◆ **Given problem**: Below are records; print only the lines from the line containing "of the power" to the end, both included, reproduced exactly and without the pictures.
:: Data records ::
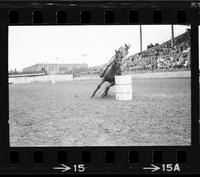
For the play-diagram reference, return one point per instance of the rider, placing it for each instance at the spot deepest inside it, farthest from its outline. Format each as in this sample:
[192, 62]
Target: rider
[124, 52]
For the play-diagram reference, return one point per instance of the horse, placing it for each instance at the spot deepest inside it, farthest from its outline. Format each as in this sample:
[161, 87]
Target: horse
[109, 76]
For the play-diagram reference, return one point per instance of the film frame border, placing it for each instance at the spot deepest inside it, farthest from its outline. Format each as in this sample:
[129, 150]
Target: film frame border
[187, 155]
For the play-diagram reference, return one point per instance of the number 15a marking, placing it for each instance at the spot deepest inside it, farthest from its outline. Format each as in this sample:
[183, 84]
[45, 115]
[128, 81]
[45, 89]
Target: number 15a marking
[79, 168]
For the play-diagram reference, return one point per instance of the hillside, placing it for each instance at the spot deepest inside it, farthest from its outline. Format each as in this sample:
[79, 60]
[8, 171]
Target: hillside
[159, 57]
[163, 56]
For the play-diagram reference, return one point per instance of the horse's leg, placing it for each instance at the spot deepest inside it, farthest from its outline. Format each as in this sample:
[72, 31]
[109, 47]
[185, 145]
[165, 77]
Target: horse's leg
[98, 87]
[107, 88]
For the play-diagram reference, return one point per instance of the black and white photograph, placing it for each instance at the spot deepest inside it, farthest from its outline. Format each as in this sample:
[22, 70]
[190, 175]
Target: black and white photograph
[99, 85]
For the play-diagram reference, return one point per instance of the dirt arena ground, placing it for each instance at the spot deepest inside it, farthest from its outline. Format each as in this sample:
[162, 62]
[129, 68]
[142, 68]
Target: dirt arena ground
[63, 114]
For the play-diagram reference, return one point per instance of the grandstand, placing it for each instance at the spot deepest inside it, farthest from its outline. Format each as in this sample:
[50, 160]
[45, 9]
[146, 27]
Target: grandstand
[163, 57]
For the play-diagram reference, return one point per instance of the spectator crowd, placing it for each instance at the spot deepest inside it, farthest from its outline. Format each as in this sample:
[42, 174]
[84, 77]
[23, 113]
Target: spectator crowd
[163, 56]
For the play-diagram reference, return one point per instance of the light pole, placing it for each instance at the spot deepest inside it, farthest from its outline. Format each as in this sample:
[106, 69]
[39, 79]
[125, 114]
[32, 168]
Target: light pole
[172, 32]
[140, 38]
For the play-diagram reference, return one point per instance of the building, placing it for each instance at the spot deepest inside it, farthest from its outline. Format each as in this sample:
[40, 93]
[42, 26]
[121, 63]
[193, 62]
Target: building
[53, 69]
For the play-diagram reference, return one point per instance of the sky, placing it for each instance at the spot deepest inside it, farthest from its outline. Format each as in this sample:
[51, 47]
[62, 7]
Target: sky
[93, 45]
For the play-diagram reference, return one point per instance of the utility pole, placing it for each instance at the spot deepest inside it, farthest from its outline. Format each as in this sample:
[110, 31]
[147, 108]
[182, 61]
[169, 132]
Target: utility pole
[172, 32]
[140, 38]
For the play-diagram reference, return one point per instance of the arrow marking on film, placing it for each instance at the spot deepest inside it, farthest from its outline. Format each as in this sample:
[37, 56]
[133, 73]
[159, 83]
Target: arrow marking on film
[63, 168]
[153, 168]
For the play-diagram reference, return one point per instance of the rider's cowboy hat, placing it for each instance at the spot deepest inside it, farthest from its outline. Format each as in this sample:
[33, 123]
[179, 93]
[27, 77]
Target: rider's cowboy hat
[127, 45]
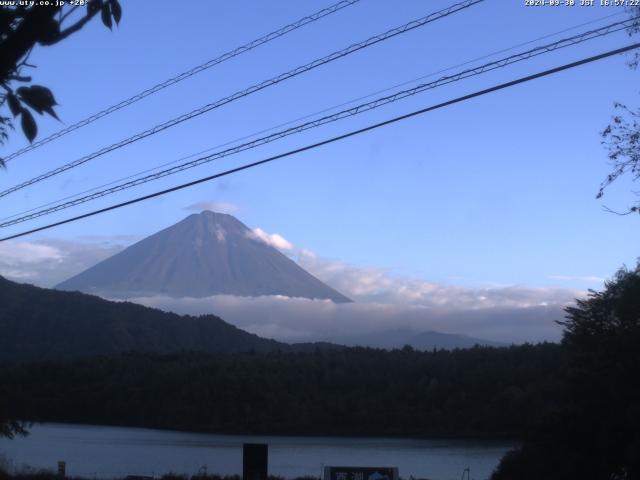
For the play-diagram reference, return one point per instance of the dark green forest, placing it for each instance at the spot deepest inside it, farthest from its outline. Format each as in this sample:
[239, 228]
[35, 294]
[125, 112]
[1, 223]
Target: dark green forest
[574, 406]
[358, 391]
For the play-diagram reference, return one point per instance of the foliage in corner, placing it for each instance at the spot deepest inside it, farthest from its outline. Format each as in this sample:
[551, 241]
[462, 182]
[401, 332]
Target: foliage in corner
[595, 434]
[622, 136]
[22, 27]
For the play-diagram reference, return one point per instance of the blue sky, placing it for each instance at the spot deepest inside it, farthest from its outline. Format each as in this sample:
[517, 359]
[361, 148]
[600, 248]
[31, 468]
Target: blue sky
[496, 191]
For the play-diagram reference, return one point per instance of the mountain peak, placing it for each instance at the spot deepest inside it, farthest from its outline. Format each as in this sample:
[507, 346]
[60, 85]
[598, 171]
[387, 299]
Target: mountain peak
[207, 253]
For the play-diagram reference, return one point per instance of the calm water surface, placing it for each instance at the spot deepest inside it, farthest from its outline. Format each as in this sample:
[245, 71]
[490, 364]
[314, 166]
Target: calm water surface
[110, 452]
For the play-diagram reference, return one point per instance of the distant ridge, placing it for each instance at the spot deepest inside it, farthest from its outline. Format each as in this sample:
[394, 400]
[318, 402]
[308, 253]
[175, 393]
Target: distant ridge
[205, 254]
[44, 324]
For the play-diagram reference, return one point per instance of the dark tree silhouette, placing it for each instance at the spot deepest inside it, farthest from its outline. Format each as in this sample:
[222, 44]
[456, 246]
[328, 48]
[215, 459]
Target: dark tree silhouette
[596, 434]
[22, 28]
[622, 135]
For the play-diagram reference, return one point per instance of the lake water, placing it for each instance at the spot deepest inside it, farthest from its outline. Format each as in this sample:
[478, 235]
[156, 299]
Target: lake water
[111, 452]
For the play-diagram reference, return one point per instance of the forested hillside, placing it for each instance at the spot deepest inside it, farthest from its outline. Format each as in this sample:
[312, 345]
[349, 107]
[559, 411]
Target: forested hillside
[43, 324]
[475, 392]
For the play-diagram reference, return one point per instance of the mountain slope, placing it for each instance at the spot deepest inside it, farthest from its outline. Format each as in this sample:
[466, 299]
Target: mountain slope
[204, 254]
[43, 324]
[428, 340]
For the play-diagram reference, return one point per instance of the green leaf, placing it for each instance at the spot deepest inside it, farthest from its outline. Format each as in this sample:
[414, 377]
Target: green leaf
[29, 126]
[14, 104]
[39, 98]
[106, 16]
[116, 10]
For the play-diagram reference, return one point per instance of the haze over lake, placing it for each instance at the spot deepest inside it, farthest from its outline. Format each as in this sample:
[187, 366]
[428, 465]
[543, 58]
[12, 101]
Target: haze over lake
[111, 452]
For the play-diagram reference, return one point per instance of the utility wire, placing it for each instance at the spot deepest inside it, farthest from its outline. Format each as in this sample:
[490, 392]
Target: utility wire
[310, 115]
[187, 74]
[248, 91]
[334, 139]
[576, 39]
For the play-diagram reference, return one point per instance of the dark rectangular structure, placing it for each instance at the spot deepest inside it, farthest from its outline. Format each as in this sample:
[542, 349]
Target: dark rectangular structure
[255, 461]
[360, 473]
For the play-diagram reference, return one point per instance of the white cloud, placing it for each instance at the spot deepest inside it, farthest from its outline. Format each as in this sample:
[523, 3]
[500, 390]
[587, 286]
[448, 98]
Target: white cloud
[273, 239]
[579, 278]
[368, 284]
[219, 207]
[48, 262]
[300, 319]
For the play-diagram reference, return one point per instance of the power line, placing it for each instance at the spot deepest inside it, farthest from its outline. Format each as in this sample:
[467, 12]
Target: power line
[187, 74]
[328, 109]
[501, 63]
[335, 139]
[254, 88]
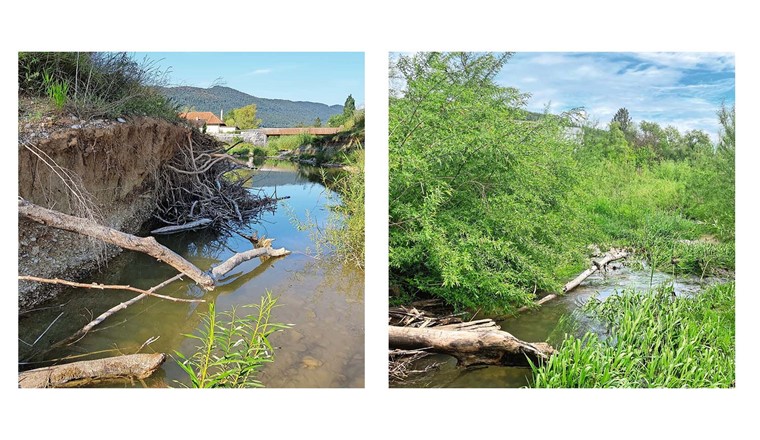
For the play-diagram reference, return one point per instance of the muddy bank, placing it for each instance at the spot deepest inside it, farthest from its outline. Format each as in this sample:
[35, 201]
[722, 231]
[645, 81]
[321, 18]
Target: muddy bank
[110, 165]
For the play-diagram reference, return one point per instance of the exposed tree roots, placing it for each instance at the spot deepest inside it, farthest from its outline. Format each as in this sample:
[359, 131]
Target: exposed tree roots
[201, 183]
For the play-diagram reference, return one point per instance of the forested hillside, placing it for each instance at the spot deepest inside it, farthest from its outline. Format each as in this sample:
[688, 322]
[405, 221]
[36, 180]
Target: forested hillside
[272, 112]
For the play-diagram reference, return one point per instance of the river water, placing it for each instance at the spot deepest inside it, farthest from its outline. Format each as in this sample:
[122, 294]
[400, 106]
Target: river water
[323, 300]
[539, 325]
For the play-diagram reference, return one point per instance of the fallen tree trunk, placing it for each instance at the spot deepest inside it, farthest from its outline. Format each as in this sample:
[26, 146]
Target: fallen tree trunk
[147, 245]
[121, 306]
[200, 223]
[133, 366]
[104, 287]
[486, 347]
[596, 265]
:::
◆ **Task solution**:
For the play-diagram reference, return one point per instance of the power line, placing it for each instance at the spot deepest inside it, farthest from its outline. Format each as in this sample:
[467, 12]
Target: power line
[187, 74]
[328, 109]
[501, 63]
[335, 139]
[254, 88]
For the play-diagram reference, return one point per instance of the muddy bank, placing it for each instance at the spot deepest inside it, farthest from its outline. Format each as in this sample:
[35, 201]
[722, 231]
[645, 81]
[321, 18]
Target: muddy bank
[110, 165]
For the play-diagram reference, return one point per instance of the exposed tree roots, placing it for each instance at the spot deepest inside it, farthest from its outline. Format each as in this sample:
[359, 131]
Target: exposed tree roots
[201, 183]
For the play-diagram reference, return one point per instance of the forested hillside, placing it for each instance at the spot deepest inside it, farthest from its outline. Format each as in this sample:
[688, 322]
[405, 221]
[36, 180]
Target: forested hillside
[272, 112]
For the play-diagram reference, return one point per instance of the river water, placing it for each instance at the spot deepest inside it, farthest from its outline. Format each as in this sample:
[122, 294]
[400, 106]
Target: river water
[323, 300]
[539, 325]
For the play-diagram reference, return one point per instance of the fallen tree trunk, placing it for each instance at the spot deepest inside it, farthest from its outline. Format each as in this sample:
[26, 146]
Target: fallen tree trunk
[147, 245]
[121, 306]
[200, 223]
[133, 366]
[104, 287]
[486, 347]
[596, 265]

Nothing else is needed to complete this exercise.